### REQUIREMENT
Find every line in the records below that contains the string "bending", matching case exactly, and copy each of those lines.

-- BEGIN --

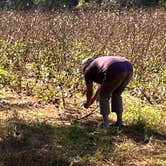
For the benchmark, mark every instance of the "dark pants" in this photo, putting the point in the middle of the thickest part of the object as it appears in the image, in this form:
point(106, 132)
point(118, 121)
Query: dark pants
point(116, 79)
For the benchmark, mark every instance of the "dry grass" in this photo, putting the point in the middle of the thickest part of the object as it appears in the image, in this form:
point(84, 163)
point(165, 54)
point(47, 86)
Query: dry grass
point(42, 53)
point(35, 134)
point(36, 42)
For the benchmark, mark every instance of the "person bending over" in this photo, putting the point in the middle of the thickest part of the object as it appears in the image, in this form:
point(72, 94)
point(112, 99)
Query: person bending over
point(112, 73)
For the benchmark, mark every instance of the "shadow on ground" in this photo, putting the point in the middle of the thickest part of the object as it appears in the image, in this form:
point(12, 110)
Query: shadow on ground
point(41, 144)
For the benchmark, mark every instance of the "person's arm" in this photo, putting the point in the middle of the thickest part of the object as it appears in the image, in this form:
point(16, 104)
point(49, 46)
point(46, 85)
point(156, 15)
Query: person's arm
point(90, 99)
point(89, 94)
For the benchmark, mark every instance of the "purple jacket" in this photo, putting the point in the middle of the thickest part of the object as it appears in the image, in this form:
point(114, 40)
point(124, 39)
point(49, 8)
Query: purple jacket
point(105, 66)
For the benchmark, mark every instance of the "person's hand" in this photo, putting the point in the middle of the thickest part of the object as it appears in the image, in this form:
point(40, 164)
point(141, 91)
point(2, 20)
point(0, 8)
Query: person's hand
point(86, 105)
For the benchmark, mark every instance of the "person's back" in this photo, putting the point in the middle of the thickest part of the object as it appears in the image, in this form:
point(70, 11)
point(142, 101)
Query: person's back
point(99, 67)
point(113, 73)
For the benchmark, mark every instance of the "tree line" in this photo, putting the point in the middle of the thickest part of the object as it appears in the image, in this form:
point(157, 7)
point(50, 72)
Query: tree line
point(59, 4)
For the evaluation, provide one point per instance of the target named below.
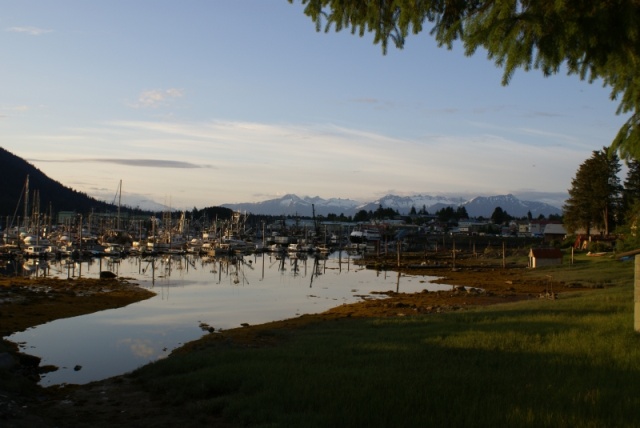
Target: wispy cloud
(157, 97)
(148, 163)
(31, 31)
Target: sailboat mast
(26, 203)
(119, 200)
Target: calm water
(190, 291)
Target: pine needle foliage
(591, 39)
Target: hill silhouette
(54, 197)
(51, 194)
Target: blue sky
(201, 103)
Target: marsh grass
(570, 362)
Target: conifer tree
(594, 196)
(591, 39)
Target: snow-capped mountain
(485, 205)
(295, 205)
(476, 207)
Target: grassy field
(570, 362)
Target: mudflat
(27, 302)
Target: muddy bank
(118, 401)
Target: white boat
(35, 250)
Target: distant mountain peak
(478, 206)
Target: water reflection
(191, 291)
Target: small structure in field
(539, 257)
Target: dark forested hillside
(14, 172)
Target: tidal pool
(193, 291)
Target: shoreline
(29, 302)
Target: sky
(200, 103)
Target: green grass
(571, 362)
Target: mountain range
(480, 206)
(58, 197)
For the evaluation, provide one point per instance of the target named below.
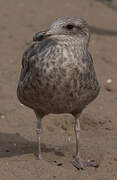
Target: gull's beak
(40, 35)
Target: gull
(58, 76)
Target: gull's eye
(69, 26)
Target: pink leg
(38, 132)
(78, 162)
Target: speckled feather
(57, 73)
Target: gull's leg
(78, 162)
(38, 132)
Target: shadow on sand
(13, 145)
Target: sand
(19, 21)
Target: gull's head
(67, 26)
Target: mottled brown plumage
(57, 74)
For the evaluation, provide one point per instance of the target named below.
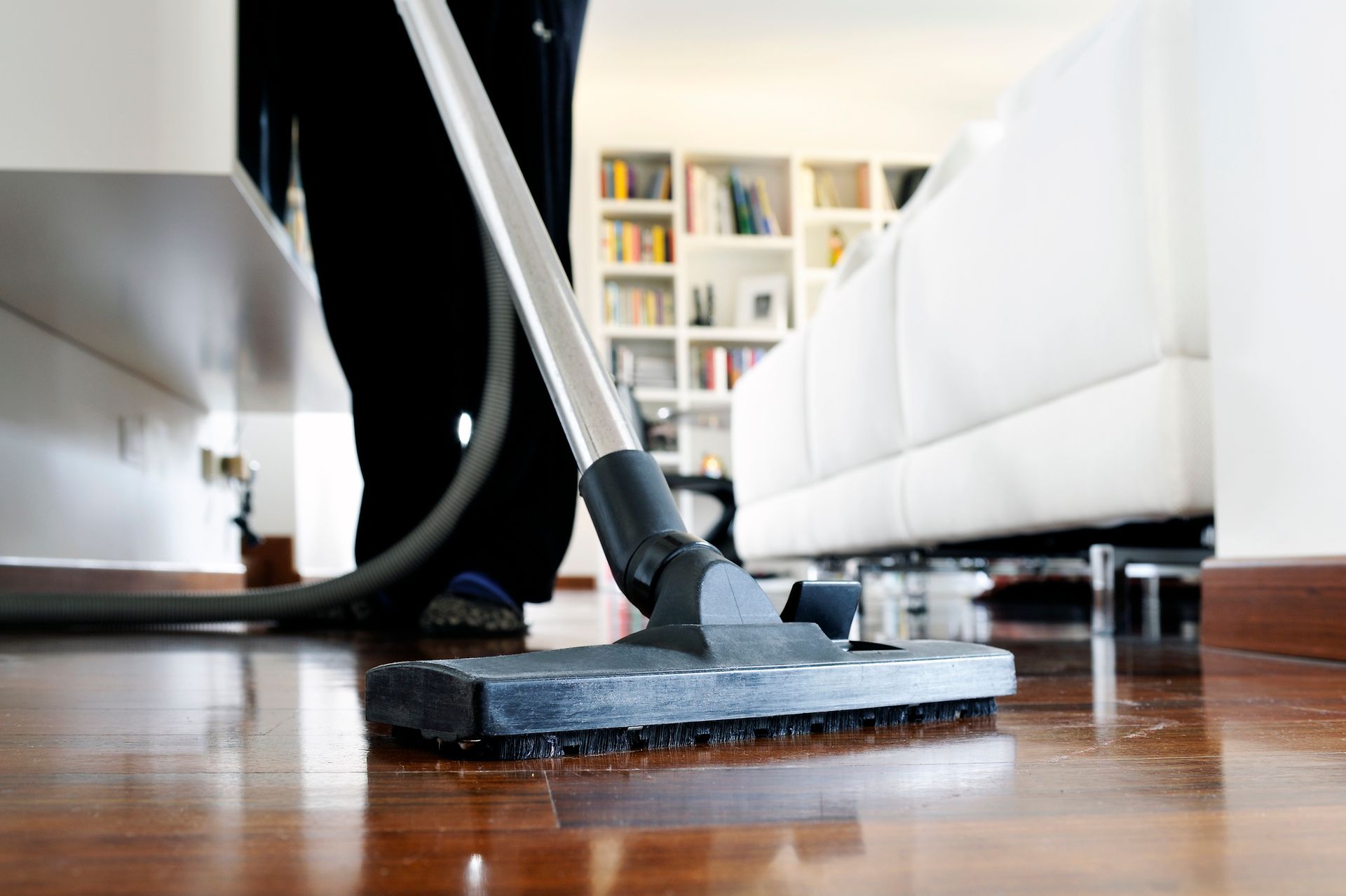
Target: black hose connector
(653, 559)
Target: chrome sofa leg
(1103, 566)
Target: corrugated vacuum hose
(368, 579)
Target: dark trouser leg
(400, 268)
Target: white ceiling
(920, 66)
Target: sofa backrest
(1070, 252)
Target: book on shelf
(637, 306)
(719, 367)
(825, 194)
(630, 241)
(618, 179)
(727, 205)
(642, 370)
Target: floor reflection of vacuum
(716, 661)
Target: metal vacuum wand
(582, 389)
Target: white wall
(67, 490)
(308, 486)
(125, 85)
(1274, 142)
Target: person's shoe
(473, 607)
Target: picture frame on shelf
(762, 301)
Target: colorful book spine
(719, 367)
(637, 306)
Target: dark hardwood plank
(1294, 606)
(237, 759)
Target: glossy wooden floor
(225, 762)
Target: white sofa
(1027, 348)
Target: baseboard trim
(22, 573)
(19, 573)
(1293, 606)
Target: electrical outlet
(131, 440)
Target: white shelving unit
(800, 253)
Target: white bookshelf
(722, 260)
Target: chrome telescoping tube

-- END --
-- BEGIN --

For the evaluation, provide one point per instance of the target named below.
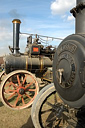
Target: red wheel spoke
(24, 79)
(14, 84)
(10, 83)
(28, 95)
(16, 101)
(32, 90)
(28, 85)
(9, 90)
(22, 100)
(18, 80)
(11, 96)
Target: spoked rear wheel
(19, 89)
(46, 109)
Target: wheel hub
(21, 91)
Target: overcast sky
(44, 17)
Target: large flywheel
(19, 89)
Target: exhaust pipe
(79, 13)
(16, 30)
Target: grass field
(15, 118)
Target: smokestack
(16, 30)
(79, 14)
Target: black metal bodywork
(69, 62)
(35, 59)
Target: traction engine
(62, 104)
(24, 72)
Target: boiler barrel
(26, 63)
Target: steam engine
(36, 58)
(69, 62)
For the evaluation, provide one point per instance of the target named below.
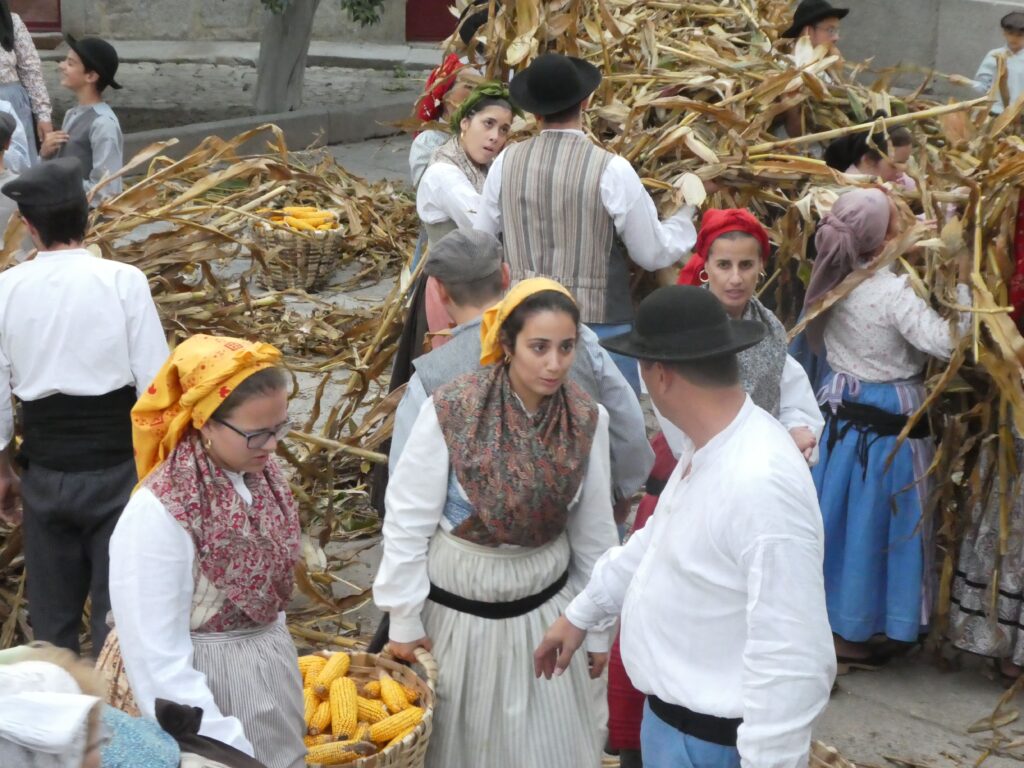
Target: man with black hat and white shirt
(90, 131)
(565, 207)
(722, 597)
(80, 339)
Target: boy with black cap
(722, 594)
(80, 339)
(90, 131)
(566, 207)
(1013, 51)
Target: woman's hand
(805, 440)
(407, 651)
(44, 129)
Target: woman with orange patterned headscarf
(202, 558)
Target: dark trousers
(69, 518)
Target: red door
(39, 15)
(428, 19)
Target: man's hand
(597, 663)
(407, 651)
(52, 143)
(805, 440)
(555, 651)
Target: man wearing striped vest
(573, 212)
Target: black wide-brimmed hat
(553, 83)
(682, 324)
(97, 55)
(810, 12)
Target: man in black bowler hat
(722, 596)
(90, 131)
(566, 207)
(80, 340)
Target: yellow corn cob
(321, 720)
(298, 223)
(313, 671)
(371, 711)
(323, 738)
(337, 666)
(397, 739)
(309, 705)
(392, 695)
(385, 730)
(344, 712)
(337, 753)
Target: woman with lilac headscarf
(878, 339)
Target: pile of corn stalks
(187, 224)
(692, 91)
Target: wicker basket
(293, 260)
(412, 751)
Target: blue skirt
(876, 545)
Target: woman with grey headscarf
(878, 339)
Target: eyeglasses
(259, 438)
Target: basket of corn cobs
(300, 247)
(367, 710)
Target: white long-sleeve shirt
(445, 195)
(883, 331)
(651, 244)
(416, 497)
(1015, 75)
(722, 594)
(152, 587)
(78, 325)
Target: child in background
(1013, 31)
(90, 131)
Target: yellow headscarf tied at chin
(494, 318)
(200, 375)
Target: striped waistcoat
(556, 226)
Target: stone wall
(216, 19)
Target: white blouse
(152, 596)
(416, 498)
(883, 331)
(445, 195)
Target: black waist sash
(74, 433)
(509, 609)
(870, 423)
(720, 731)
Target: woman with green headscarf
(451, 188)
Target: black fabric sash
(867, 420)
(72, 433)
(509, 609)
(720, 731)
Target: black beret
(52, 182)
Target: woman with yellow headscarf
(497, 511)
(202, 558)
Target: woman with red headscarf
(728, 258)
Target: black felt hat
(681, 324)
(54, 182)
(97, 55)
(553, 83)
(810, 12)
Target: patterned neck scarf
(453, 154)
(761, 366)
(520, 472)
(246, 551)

-- END --

### RESULT FOR THIS TASK
For the benchmark, mark every instance of the "person bending over" in this photo, putting the point in the middle of the thickest part of the object as it appears in the image, in this form:
Query: person bending over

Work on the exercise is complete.